WRITTEN PROBLEM » Copy every line of the material below character for character, keeping the original order and changing nothing.

LISTED ENTRIES »
......

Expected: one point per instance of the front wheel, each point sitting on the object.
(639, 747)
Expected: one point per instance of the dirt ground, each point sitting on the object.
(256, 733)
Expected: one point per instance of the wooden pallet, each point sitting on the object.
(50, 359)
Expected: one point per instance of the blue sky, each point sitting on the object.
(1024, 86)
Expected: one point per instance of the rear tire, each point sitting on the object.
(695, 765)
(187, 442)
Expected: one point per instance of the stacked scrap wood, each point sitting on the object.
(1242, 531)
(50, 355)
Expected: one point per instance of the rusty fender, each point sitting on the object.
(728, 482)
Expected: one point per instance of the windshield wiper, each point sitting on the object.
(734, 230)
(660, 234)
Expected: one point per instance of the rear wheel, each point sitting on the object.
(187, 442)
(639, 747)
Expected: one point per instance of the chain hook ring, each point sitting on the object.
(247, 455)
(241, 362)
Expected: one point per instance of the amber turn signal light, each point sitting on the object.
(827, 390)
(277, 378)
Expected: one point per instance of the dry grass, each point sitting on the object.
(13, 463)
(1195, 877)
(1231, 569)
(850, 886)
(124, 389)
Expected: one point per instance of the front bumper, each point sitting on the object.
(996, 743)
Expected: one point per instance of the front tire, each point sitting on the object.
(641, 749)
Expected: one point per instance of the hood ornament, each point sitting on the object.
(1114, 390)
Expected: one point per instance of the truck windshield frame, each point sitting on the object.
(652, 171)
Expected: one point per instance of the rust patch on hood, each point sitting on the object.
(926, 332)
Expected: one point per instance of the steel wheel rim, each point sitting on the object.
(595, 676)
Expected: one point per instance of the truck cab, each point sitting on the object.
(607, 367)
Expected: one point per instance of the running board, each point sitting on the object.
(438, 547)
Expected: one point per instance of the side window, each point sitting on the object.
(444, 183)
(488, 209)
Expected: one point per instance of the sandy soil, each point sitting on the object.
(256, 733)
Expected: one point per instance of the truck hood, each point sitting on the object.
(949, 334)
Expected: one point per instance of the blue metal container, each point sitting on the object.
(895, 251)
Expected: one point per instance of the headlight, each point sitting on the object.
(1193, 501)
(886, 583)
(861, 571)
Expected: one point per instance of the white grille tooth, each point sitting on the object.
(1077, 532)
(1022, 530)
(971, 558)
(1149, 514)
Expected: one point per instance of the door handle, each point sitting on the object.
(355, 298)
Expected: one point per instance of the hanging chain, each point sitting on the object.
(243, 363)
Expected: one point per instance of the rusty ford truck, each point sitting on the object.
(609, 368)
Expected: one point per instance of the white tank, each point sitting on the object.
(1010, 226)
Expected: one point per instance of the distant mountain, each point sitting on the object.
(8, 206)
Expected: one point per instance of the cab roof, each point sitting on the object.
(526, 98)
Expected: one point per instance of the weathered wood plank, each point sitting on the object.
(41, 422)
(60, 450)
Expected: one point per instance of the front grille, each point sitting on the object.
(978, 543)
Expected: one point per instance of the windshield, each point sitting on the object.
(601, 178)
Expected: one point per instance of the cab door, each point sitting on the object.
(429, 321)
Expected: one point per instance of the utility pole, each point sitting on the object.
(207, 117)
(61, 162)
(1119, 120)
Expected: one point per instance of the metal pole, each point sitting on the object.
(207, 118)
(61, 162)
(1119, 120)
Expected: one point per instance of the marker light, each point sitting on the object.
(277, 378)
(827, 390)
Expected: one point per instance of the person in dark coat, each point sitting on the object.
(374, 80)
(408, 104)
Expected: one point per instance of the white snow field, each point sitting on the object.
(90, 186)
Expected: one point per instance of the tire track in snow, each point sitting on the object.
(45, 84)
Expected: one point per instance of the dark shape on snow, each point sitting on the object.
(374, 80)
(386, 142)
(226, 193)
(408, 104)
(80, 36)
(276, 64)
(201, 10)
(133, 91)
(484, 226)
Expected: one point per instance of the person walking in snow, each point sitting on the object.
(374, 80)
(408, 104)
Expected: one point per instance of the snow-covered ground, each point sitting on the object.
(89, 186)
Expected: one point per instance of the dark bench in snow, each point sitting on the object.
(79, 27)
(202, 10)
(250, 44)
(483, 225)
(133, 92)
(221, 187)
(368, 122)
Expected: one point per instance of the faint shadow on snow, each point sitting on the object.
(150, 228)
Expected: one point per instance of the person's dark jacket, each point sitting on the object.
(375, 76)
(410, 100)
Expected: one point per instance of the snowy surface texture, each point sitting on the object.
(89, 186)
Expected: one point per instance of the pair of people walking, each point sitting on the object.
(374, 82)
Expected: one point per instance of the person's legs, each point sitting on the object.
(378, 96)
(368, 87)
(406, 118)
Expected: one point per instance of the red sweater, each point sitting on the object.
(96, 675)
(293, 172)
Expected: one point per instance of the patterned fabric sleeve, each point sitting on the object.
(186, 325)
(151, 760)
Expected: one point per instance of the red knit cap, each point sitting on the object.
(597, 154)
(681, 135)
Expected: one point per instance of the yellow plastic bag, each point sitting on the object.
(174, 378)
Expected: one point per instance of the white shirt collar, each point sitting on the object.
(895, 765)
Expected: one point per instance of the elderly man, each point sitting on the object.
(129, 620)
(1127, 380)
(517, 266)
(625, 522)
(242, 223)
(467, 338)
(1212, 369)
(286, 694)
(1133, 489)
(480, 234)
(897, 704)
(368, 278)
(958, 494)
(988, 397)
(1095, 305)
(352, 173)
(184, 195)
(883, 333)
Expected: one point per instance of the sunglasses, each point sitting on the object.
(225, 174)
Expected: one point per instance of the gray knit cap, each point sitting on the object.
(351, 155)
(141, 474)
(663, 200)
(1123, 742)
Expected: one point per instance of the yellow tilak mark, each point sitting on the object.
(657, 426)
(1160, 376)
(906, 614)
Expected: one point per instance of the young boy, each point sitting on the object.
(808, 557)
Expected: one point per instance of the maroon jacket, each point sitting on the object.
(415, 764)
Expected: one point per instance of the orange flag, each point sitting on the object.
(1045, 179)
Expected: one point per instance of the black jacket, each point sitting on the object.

......

THE SOLUTION »
Expected: one point per instance of the front wheel, each point sitting on the object.
(639, 747)
Expected: one point per instance of the dirt ground, each point sitting on the object.
(256, 733)
Expected: one point per instance of the wooden pallet, each point sitting on the object.
(50, 359)
Expected: one point per instance of the blue sky, each point sitting on the object.
(1024, 86)
Expected: one point per instance of the rear tire, each point sitting on the object.
(695, 765)
(187, 442)
Expected: one point per instance of the stacked scrap wood, each point sitting on the object.
(1242, 531)
(50, 355)
Expected: one point per instance of the rusty fender, each point sitting on the object.
(728, 482)
Expected: one point per instance of the windshield wiper, each point sitting on the object.
(734, 230)
(660, 234)
Expected: one point per instance of the rear wheel, each point sitting on the object.
(187, 442)
(639, 747)
Expected: one point per instance of the chain hook ring, each point sitting on the object.
(247, 455)
(241, 362)
Expected: one point per instance of the amber turn signal light, each point sitting on the object.
(827, 390)
(277, 378)
Expected: one point per instance of the dry grass, each point sitting on the object.
(13, 463)
(1195, 877)
(1231, 569)
(850, 886)
(124, 389)
Expected: one point per instance of the front bumper, each point sitting on the object.
(996, 743)
Expected: one point per instance of the front tire, each point sitting on the object.
(641, 749)
Expected: one point per instance of the hood ornament, each point sitting on the object.
(1114, 390)
Expected: one point per instance of the truck windshield frame, each point sitting on the object.
(652, 171)
Expected: one point per instance of the rust patch on hood, each point sitting on the object.
(926, 332)
Expected: one point per instance of the steel wheel rim, each point sitting on the object.
(595, 676)
Expected: one point per instance of the truck cab, each point sitting on the object.
(607, 367)
Expected: one point per instance of the running board, each point sitting on the object.
(438, 547)
Expected: one point per instance of the side window, each point sitting on the object.
(444, 183)
(488, 209)
Expected: one point per instance of the sandy soil, each point sitting on the object.
(256, 733)
Expected: one point per instance of the truck hood, each point sitting on the object.
(949, 334)
Expected: one point per instance of the blue metal container, each point sitting on the object.
(895, 251)
Expected: one point per instance of the headlight, each point sitting on the object.
(1193, 501)
(886, 583)
(861, 571)
Expected: one point per instance of the white grille tooth, each point sitting on the object.
(1077, 532)
(1022, 530)
(971, 558)
(1149, 514)
Expected: one point per instance of the door handle, each point sitting on the object.
(355, 298)
Expected: one point per instance of the hanging chain, each point sitting on the object.
(243, 363)
Expected: one point per instance of the rusty ford truck, each point sitting on the object.
(609, 368)
Expected: one point per instance of the white tank, each point sitting on the object.
(1010, 226)
Expected: one point per instance of the distant mountain, each point sitting on the object.
(8, 206)
Expected: one point per instance of the cab roof, each point sitting on the object.
(526, 98)
Expected: one point per instance of the weathered wood plank, each point sitting on the object.
(41, 422)
(60, 450)
Expected: one point per instance of the front grille, each point sitting on the object.
(978, 543)
Expected: one point per instance of the windshield, each point sitting on the object.
(601, 178)
Expected: one point per instance of the cab door, each point sitting on the object.
(429, 321)
Expected: one point per instance of the utility pole, each point sitting on the object.
(207, 117)
(61, 162)
(1119, 120)
Expected: one point per instance of the metal pole, each point sitting on the object.
(207, 118)
(61, 162)
(1119, 120)
Expected: one point per instance of the marker light, each point sitting on the object.
(277, 378)
(827, 390)
Expected: one point per instance of the person in dark coat, each point sitting on the object.
(374, 80)
(408, 104)
Expected: one point per instance of the white snow field, each point sitting on the object.
(90, 186)
Expected: one point per instance of the tire track in snow, each point sitting on the object.
(45, 84)
Expected: one point per instance of the dark shape on snow, each point sitting on the object.
(374, 80)
(386, 142)
(226, 193)
(408, 104)
(80, 36)
(276, 64)
(201, 10)
(133, 91)
(484, 226)
Expected: one point per instance of the person walking in snow, each point sitting on the object.
(374, 80)
(408, 104)
Expected: one point per instance of the snow-covered ground, each point sitting on the object.
(89, 186)
Expected: one point per instance of the dark bench in snow, each point sitting on the object.
(79, 27)
(202, 10)
(250, 44)
(483, 225)
(133, 92)
(221, 187)
(368, 122)
Expected: one point per instance of the faint shadow on snow, each point sitting on the object.
(150, 228)
Expected: one point per instance of the person's dark jacket, each point sitting on the object.
(375, 76)
(410, 100)
Expected: one point per instance of the snowy surface texture, each point sitting on the object.
(89, 186)
Expected: one point per instance of the pair of people walking, each point sitting on the object.
(374, 82)
Expected: one point per instance of the person's legs, each point sitting on the object.
(378, 96)
(368, 87)
(406, 118)
Expected: one point per instance of the red sweater, each point sitting on the object.
(96, 675)
(293, 172)
Expected: one point per instance of the patterned fabric sleeve, each point sitting on the object.
(186, 325)
(151, 760)
Expected: one point per instance of the red knit cap, each point sitting on the object.
(597, 154)
(681, 135)
Expected: one point per instance of the yellow plastic bag, each point sitting on the object.
(174, 378)
Expected: one point per instance of the white shirt collar, each point sitting on the object.
(895, 765)
Expected: one point per instance of the elderly man, each point sitting on the object.
(129, 620)
(1127, 380)
(517, 266)
(625, 522)
(242, 223)
(467, 338)
(1212, 369)
(286, 694)
(1133, 489)
(480, 234)
(897, 704)
(368, 278)
(958, 494)
(988, 397)
(1095, 305)
(352, 173)
(184, 195)
(883, 333)
Expected: one point per instance of the sunglasses, each point sitting on the object.
(225, 174)
Expected: one point per instance of the gray knit cap, each point sitting on the object.
(351, 155)
(141, 474)
(663, 200)
(1123, 742)
Expected: one point per instance of the yellow tilak mark, each point sitting on the object.
(657, 426)
(1160, 376)
(906, 614)
Expected: one point per instance of the young boy, each point sitting on the object.
(808, 557)
Expected: one point per instance of the maroon jacket, each point sitting on the object.
(415, 764)
Expected: one point per instance of the orange flag, each point sitting on the object.
(1045, 179)
Expected: one point per instance of the black jacket, each point sitting on the object.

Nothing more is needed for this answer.